Given records:
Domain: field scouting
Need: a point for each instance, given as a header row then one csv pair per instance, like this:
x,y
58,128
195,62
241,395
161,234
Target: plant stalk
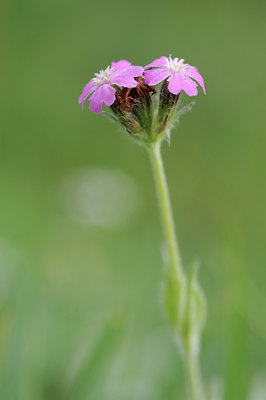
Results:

Problem description: Skip the pictures and output all entries exactly.

Output for this exercise:
Domain: field scouting
Need: a point for each instance, given as a header row then one csv pair per instance, like this:
x,y
58,128
195,62
241,395
161,234
Target: plant stalk
Results:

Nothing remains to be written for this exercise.